Write out all the items again, switching every "rough mask" to "coarse mask" and leaving everything else unchanged.

The data

▼

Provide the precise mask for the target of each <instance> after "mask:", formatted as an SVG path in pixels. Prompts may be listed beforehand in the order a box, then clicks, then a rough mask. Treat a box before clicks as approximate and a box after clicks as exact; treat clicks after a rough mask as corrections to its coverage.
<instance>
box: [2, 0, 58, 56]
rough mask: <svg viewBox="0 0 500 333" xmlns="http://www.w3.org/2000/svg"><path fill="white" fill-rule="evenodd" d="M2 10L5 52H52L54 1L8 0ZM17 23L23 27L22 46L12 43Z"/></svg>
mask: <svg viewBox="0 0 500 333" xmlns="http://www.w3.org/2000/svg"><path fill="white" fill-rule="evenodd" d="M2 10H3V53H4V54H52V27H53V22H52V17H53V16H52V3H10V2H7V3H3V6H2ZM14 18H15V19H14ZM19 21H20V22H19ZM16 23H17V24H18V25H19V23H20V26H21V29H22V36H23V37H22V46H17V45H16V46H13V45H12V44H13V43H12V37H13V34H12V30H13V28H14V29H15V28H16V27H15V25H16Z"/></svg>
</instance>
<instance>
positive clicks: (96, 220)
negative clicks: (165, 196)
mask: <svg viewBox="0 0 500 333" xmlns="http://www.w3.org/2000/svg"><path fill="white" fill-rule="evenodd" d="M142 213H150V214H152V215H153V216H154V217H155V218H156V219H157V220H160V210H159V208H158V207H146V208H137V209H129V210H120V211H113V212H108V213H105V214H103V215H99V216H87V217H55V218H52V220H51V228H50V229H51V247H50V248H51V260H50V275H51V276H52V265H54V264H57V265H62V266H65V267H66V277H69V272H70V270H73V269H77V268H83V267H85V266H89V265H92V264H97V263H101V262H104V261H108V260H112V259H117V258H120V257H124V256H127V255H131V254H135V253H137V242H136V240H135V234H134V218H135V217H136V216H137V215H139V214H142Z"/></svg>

▲

Exercise answer
Provide the precise mask for the target of each <instance> after "mask:", formatted as an SVG path in pixels. Prompts may be listed beforehand in the order a box, then clicks, then a coarse mask. Treat a box before clicks as approximate and a box after clicks as exact; treat clicks after a coarse mask as corrections to its coverage.
<instance>
box: [2, 0, 58, 56]
coarse mask: <svg viewBox="0 0 500 333" xmlns="http://www.w3.org/2000/svg"><path fill="white" fill-rule="evenodd" d="M2 10L5 52H52L54 1L8 0ZM17 23L23 27L22 46L12 43Z"/></svg>
mask: <svg viewBox="0 0 500 333" xmlns="http://www.w3.org/2000/svg"><path fill="white" fill-rule="evenodd" d="M2 10H3V53H4V54H52V27H53V22H52V17H53V16H52V3H10V2H7V3H3V6H2ZM14 18H15V19H14ZM19 21H20V22H19ZM16 23H17V24H18V25H19V23H20V26H21V29H22V36H23V37H22V46H17V45H16V46H13V45H12V44H13V43H12V37H13V34H12V30H13V28H14V29H15V28H16V27H15V25H16Z"/></svg>
</instance>
<instance>
positive clicks: (96, 220)
negative clicks: (165, 196)
mask: <svg viewBox="0 0 500 333" xmlns="http://www.w3.org/2000/svg"><path fill="white" fill-rule="evenodd" d="M142 213H150V214H152V215H153V216H154V217H155V218H156V219H157V220H160V210H159V208H158V207H146V208H137V209H129V210H120V211H113V212H108V213H105V214H103V215H99V216H87V217H55V218H52V220H51V228H50V229H51V247H50V248H51V260H50V275H51V276H52V265H54V264H57V265H62V266H65V267H66V277H69V272H70V270H73V269H77V268H83V267H85V266H89V265H92V264H97V263H101V262H104V261H108V260H112V259H117V258H120V257H124V256H127V255H131V254H135V253H137V242H136V240H135V234H134V218H135V217H136V216H137V215H139V214H142Z"/></svg>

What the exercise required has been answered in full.